> TEXT EXTRACT:

FOLLOWUP: Mayor Durkan signs Sound Transit partnering agreement for West Seattle, Ballard light-rail planning

That “partnering agreement” between the city and Sound Transit, to get going on West Seattle (2030) and Ballard (2035) light rail, has now been signed by Mayor Jenny Durkan, whose office sent this announcement:

With the support of all Seattle-area Sound Transit Board Members, Mayor Jenny A. Durkan signed an agreement for an expedited plan to build the West Seattle and Ballard light rail extensions. The agreement, which was unanimously affirmed by City Council on Monday, provides a framework for Sound Transit and the City to work closely during the next 18 months to identify a preferred route alternative. Early identification of a preferred alternative along with other alternatives to study in the Environmental Impact Statement (EIS) is a key strategy to meet the aggressive schedules for speeding up service to West Seattle in 2030 and Ballard in 2035. In addition, the agreement creates a new leader within the Mayor’s office to coordinate Sound Transit including a review of City codes, policies and permitting requirements.

“I am honored to appoint Mayor Durkan to the Sound Transit Board of Directors – she will be a strong partner as we keep our projects moving forward and tackle our transportation challenges,” said King County Executive and Sound Transit Board Member Dow Constantine. “People want light rail, and they want it now. During the ST 3 campaign I repeatedly pointed out that the timelines could be shortened if local jurisdictions and Sound Transit work together. Today, for West Seattle and Ballard, Seattle is a big step closer to making that happen, fulfilling my promise and showing the way for other cities.”

> DATASET ENTRIES:
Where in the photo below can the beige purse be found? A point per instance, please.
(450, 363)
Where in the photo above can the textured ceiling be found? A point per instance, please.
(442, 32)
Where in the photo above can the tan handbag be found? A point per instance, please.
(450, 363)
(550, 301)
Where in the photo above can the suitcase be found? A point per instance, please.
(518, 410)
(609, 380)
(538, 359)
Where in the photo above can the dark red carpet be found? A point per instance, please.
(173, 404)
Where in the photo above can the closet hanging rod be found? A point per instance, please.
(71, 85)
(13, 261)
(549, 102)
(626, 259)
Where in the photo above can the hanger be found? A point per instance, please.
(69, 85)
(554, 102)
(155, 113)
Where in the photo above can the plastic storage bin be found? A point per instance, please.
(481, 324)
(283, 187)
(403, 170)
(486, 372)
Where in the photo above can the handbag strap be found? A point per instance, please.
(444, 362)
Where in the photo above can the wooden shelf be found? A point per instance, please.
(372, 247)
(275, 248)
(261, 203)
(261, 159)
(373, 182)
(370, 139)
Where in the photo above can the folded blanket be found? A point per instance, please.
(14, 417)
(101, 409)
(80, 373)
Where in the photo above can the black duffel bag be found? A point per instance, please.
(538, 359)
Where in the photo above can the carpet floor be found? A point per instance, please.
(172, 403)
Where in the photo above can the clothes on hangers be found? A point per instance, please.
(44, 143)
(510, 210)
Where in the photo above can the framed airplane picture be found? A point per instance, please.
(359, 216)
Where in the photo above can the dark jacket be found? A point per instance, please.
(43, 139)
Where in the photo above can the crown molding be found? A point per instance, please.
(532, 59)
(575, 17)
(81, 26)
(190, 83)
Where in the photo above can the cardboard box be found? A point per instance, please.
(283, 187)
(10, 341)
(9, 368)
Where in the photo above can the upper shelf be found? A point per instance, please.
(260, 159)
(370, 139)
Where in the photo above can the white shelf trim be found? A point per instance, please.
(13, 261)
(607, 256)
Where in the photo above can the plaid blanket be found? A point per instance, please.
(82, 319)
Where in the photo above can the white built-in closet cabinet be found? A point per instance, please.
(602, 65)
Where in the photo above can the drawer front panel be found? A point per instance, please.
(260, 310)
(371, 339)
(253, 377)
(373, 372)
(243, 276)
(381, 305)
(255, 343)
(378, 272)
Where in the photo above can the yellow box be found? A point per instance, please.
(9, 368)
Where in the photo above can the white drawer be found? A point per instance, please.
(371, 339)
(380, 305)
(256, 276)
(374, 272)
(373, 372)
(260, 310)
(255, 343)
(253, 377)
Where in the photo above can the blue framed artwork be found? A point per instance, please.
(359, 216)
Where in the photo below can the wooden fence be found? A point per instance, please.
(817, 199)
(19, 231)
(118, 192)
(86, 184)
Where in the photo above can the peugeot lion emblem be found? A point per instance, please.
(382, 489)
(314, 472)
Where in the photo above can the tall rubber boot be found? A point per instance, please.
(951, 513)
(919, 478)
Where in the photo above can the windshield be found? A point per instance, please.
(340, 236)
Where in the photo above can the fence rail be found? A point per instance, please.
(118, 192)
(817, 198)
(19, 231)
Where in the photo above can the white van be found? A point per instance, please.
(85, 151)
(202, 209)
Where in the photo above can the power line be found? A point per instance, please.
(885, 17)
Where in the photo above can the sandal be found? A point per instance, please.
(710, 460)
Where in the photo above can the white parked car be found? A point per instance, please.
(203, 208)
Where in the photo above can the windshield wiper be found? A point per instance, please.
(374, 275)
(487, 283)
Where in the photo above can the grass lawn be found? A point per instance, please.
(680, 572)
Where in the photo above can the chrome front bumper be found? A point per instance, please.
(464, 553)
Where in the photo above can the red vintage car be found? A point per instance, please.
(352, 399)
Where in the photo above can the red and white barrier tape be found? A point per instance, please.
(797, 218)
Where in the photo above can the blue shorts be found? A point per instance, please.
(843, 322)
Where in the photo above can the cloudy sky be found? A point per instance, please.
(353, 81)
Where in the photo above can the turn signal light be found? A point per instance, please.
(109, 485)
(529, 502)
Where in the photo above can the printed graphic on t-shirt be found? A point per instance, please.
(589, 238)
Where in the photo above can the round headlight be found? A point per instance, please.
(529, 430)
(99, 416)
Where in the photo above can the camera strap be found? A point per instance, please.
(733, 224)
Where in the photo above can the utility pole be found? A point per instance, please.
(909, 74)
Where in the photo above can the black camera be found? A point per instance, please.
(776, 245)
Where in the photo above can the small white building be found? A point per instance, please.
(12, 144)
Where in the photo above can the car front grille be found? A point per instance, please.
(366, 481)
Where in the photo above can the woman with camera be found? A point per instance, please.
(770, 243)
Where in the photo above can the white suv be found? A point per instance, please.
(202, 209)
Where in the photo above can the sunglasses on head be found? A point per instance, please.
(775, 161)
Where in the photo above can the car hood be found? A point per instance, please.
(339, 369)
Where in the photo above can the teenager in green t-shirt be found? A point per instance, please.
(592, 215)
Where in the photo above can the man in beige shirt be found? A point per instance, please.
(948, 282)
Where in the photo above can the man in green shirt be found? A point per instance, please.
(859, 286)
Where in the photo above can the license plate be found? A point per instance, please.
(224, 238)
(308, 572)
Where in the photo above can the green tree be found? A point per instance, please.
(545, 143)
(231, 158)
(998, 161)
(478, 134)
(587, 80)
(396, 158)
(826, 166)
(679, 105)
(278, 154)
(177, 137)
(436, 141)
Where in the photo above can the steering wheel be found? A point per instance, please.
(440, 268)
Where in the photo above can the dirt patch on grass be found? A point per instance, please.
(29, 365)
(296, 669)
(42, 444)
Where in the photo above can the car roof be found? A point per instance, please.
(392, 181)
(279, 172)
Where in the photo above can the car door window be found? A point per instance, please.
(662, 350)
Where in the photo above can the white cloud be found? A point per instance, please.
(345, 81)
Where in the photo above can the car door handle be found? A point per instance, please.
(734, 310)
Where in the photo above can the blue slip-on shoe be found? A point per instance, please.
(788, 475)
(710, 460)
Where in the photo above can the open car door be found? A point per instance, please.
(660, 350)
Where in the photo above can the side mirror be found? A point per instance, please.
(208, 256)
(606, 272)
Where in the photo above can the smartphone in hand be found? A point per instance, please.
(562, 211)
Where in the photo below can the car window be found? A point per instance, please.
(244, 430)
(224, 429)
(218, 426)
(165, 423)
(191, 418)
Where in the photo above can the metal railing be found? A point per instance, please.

> TO BE DONE:
(A) Decide whether each statement agrees with the light-rail article: (i) the City Council affirmed the agreement unanimously on Monday; (ii) the agreement gives the city and Sound Transit 24 months to identify a preferred route alternative; (iii) Dow Constantine appointed Mayor Durkan to the Sound Transit Board of Directors. Answer yes or no for each and quote the deciding words of the text.
(B) List every item that the light-rail article says the new leader in the Mayor's office will review.
(C) Copy the passage of the light-rail article that starts at the words "With the support" and ends after "and permitting requirements.".

> RESPONSES TO THE TASKS:
(A)
(i) Yes: "which was unanimously affirmed by City Council on Monday"
(ii) No: "during the next 18 months to identify a preferred route alternative"
(iii) Yes: "I am honored to appoint Mayor Durkan to the Sound Transit Board of Directors"

(B) City codes; policies; permitting requirements

(C)
With the support of all Seattle-area Sound Transit Board Members, Mayor Jenny A. Durkan signed an agreement for an expedited plan to build the West Seattle and Ballard light rail extensions. The agreement, which was unanimously affirmed by City Council on Monday, provides a framework for Sound Transit and the City to work closely during the next 18 months to identify a preferred route alternative. Early identification of a preferred alternative along with other alternatives to study in the Environmental Impact Statement (EIS) is a key strategy to meet the aggressive schedules for speeding up service to West Seattle in 2030 and Ballard in 2035. In addition, the agreement creates a new leader within the Mayor’s office to coordinate Sound Transit including a review of City codes, policies and permitting requirements.